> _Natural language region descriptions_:
===============

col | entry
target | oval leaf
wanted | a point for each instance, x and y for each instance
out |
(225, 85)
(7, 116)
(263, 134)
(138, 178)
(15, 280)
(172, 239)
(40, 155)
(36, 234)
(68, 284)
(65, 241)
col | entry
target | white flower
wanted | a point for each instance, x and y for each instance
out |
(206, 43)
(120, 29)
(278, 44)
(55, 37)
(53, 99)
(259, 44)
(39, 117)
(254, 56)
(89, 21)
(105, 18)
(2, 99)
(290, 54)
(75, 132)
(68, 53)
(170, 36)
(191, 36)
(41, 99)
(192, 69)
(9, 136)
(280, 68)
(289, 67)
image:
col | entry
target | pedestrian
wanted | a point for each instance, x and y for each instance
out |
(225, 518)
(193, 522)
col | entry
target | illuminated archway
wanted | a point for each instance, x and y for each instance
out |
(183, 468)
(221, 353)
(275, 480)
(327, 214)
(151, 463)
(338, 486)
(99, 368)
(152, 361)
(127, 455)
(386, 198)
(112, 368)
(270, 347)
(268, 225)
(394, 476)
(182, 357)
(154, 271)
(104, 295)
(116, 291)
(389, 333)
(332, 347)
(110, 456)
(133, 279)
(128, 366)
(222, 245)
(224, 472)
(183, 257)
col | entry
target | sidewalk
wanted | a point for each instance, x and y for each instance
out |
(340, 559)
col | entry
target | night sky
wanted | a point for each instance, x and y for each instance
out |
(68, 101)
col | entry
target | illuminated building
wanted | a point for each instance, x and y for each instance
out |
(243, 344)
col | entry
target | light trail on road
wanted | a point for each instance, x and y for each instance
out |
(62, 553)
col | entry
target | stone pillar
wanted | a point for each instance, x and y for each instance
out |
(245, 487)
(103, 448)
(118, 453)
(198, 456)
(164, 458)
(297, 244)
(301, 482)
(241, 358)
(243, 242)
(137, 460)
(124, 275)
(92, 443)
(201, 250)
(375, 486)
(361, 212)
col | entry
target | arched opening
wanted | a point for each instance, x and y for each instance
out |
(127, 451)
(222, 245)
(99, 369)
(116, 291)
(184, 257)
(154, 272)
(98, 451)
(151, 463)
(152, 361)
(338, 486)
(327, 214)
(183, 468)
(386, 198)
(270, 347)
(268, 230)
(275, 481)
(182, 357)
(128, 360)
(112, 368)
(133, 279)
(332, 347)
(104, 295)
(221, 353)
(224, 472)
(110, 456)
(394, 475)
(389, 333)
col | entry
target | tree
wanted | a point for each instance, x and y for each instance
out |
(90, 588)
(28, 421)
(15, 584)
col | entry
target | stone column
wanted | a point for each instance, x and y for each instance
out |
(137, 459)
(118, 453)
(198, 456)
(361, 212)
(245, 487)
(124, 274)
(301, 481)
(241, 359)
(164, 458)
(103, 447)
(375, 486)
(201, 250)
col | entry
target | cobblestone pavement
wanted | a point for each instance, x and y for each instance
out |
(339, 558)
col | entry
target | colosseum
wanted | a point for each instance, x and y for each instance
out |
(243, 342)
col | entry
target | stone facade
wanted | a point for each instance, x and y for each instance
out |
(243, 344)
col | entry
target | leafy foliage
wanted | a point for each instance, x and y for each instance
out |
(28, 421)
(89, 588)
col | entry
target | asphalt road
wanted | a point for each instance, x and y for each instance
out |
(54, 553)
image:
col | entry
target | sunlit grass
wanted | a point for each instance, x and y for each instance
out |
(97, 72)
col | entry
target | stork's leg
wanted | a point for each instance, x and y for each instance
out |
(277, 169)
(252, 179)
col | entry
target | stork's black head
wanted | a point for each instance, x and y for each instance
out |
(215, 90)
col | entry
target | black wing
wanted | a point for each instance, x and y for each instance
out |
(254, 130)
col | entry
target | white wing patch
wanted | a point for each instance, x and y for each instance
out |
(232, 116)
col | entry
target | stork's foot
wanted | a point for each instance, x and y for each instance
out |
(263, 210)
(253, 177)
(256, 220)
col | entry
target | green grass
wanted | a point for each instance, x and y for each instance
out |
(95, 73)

===============

> _REQUIREMENT_: Write only the number of lines in the data above that include "white".

> _SOLUTION TO THIS EXERCISE_: 2